- EXERCISE DETAILS
Copy every one of the items below line for line, changing nothing.

------ EXCERPTED RECORDS ------

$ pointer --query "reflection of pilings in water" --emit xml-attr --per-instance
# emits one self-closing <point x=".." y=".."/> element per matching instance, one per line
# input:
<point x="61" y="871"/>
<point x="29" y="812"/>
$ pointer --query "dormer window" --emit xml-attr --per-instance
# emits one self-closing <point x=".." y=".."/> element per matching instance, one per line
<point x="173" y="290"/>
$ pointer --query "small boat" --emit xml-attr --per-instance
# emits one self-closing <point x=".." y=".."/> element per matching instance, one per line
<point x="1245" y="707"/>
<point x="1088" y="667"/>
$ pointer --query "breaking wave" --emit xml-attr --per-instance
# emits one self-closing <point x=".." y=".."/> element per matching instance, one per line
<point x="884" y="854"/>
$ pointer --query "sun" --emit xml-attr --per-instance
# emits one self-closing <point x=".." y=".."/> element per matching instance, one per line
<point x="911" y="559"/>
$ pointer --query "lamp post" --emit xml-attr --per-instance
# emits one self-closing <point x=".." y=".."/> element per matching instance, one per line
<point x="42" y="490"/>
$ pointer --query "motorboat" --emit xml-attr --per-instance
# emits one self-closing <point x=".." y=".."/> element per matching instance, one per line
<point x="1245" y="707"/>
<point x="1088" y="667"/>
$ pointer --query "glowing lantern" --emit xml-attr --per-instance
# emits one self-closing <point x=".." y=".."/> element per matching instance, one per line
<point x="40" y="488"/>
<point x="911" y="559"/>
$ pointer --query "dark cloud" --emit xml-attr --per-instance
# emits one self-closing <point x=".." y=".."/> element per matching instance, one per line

------

- RESULT OF THE TASK
$ pointer --query "reflection of pilings in water" --emit xml-attr --per-instance
# emits one self-closing <point x=".." y=".."/> element per matching instance, one per line
# input:
<point x="61" y="871"/>
<point x="29" y="812"/>
$ pointer --query "dormer window" --emit xml-attr --per-instance
# emits one self-closing <point x=".." y=".."/> element per matching instance, one per line
<point x="173" y="290"/>
$ pointer --query "small boat" --emit xml-attr --per-instance
# emits one self-closing <point x=".." y=".."/> element per matching instance, one per line
<point x="1245" y="707"/>
<point x="1088" y="667"/>
$ pointer --query "breaking wave" --emit xml-attr --per-instance
# emits one self-closing <point x=".." y=".."/> element per matching instance, one per line
<point x="884" y="854"/>
$ pointer --query "sun" --emit xml-attr --per-instance
# emits one self-closing <point x=".." y=".."/> element per matching instance, one per line
<point x="911" y="559"/>
$ pointer --query "lamp post" --emit xml-attr --per-instance
# emits one self-closing <point x=".." y=".."/> element per matching instance, one per line
<point x="42" y="490"/>
$ pointer --query "motorboat" --emit xml-attr --per-instance
# emits one self-closing <point x=".." y=".."/> element per matching instance, one per line
<point x="1245" y="707"/>
<point x="1088" y="667"/>
$ pointer --query "glowing lantern" --emit xml-attr --per-instance
# emits one self-closing <point x=".." y=".."/> element per matching instance, one per line
<point x="40" y="488"/>
<point x="911" y="559"/>
$ pointer --query "dark cloud" --emit xml-attr --per-instance
# emits one self-closing <point x=".." y=".."/> element per matching instance, one per line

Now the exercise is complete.